» **ACTIVITIES**:
#1 List every person named in the touch research article.
#2 Answer these questions from the touch research article:
(a) In which journal did the findings appear as the feature and cover article?
(b) What position does Jeff Woodbury hold?
(c) Who led the research team, and from which university?
#3 Repeat the touch research article's text word for word, everything from "A research team including" down to "most poorly understood.".

##### SUPPLIED PASSAGE #####

UW Scientists and Colleagues Achieve Breakthrough in Understanding Sense of Touch

March 30, 2012
Cover of journal
The journal Cell's cover story features research findings by University of Wyoming neurobiologist Jeff Woodbury. He was part of a research team that is providing a new understanding of the sense of touch.

A research team including University of Wyoming neurobiologist Jeff Woodbury has discovered a new technique to determine how the touch sensory system is organized in hairy skin, providing a new understanding of the sense of touch.

Their findings were selected to appear as the feature and cover article in Cell, one of the pre-eminent international journals in the biological sciences.

The research provides the first picture of how nerve cells that carry signals from hair on the skin are organized. Unlike all other senses, the skin is least amenable to study and has remained the most poorly understood.

"We have described the system that is in place to help explain how sensory information is processed to perceive the sense of touch," says Woodbury, an associate professor in the UW Department of Zoology and Physiology. He was part of a multidisciplinary research team led by David Ginty from Johns Hopkins University. Colleen Cassidy, a doctoral student in Woodbury's lab, was a co-author of the study, which also included colleagues from the Howard Hughes Medical Institute at Rockefeller University, University of Pennsylvania and University of Pittsburgh.

##### GIVEN INFORMATION #####

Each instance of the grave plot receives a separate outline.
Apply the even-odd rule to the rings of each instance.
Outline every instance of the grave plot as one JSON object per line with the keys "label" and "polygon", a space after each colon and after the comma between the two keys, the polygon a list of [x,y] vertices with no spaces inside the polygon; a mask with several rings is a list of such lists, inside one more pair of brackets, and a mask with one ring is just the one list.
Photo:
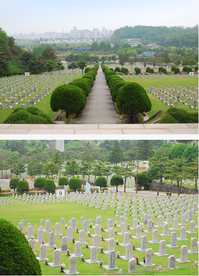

#####

» **PER-TASK OUTPUTS**:
#1
Jeff Woodbury
David Ginty
Colleen Cassidy

#2
(a) Cell
(b) Associate professor in the UW Department of Zoology and Physiology
(c) David Ginty, from Johns Hopkins University

#3
A research team including University of Wyoming neurobiologist Jeff Woodbury has discovered a new technique to determine how the touch sensory system is organized in hairy skin, providing a new understanding of the sense of touch.

Their findings were selected to appear as the feature and cover article in Cell, one of the pre-eminent international journals in the biological sciences.

The research provides the first picture of how nerve cells that carry signals from hair on the skin are organized. Unlike all other senses, the skin is least amenable to study and has remained the most poorly understood.